What a BS call again on EC. He'll have to sit down now with 2 PF :upset: 

I've noticed Kirk's playing that "lets ignore JC" offense again


----------



## fleetwood macbull (Jan 23, 2004)

> Originally posted by <b>SPMJ</b>!
> What a BS call again on EC. He'll have to sit down now with 2 PF :upset:
> 
> I've noticed Kirk's playing that "lets ignore JC" offense again


lets ignore JC?
.......paranoia strikes deep


----------



## arenas809 (Feb 13, 2003)

> Originally posted by <b>fleetwood macbull</b>!
> 
> lets ignore JC?
> .......paranoia strikes deep


It's pretty common knowledge that Kirk doesn't go to JC's side often and pass the ball...

It's far from "paranoia".

Read some of the game threads throughout the year and more than one person has made that comment.


----------



## ChiBron (Jun 24, 2002)

Gotta love the way the Bulls r hustling in this one.

TC already making a difference on the boards.


----------



## elias03 (Nov 8, 2003)

Krik hinrich is racist!!!







 :laugh:


----------



## Johnny Mac (May 6, 2003)

> Originally posted by <b>arenas809</b>!
> It's pretty common knowledge that Kirk doesn't go to JC's side often and pass the ball...
> 
> It's far from "paranoia".
> ...


Yea, I've noticed it as well. I think if its purposely, its something Skiles has told him to do just get everyone involved. I really really doubt Hinrich has some kind of vendetta against JC, JC has had nothing but good things to say about Kirk. Saying they play well together etc.


----------



## fleetwood macbull (Jan 23, 2004)

> Originally posted by <b>arenas809</b>!
> 
> 
> It's pretty common knowledge that Kirk doesn't go to JC's side often and pass the ball...
> ...


i see that that common knowledge to some, is not accurate, just strange persecution complex.

Your hour is up, pay the secretary


----------



## arenas809 (Feb 13, 2003)

> Originally posted by <b>fleetwood macbull</b>!
> 
> Your hour is up, pay the secretary


Ya, ok?

I didn't get this, but whatever it was, it wasn't very funny..

Enjoy the game...


----------



## Bulls96 (Jun 25, 2003)

Can we focus on the game , please !


----------



## ChiBron (Jun 24, 2002)

Shot selection has been garbage since Kirk sat down.

They finished the quarter on a 10-0 run.

Bulls 23
Rockets 26


----------



## arenas809 (Feb 13, 2003)

Are we trying to set some kind of record for illegal defenses in a quarter?


----------



## Bulls96 (Jun 25, 2003)

Where is the Scottie ?


----------



## giusd (Apr 17, 2003)

ok hinrich goes out and houston on 10 to 0 run. Now for my usual statements. Mobey kicking JC asss again. Fun how the other teams SG's always have great 1st quarters. Ok so lets hear it about how JC defensive is much improved. He is still the worst defensive SG in the NBA, period.

GIVEN DATA —
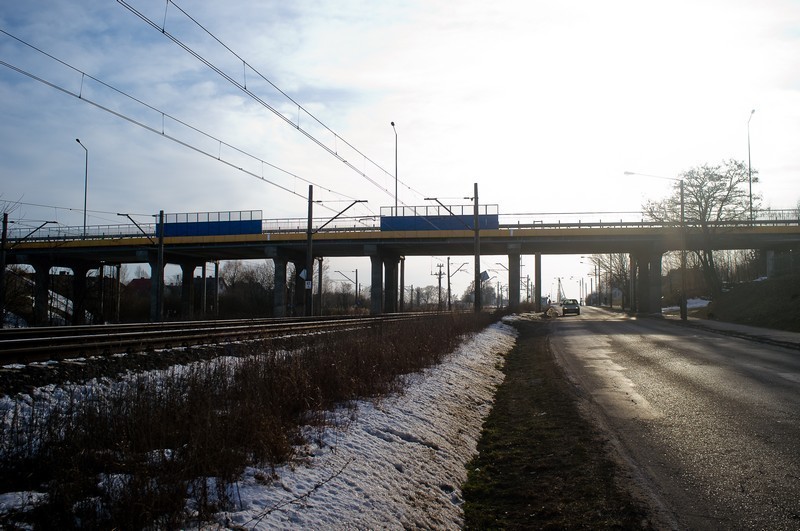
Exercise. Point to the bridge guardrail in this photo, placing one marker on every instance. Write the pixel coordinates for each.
(300, 225)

ACTIONS TO TAKE —
• a. Please translate this sentence from the Bulls game thread into Spanish: "They finished the quarter on a 10-0 run."
• b. In the Bulls game thread, what score does ChiBron post after the quarter ends?
• c. Decide whether each statement agrees with the Bulls game thread, giving yes or no and quoting the words that settle it: (i) Johnny Mac thinks Hinrich has a vendetta against JC. (ii) giusd calls JC the worst defensive SG in the NBA. (iii) arenas809 found the "pay the secretary" remark funny.

WORKED ANSWERS —
• a. Terminaron el cuarto con una racha de 10-0.

• b. Bulls 23, Rockets 26.

• c.
(i) No: "I really really doubt Hinrich has some kind of vendetta against JC"
(ii) Yes: "He is still the worst defensive SG in the NBA, period."
(iii) No: "whatever it was, it wasn't very funny"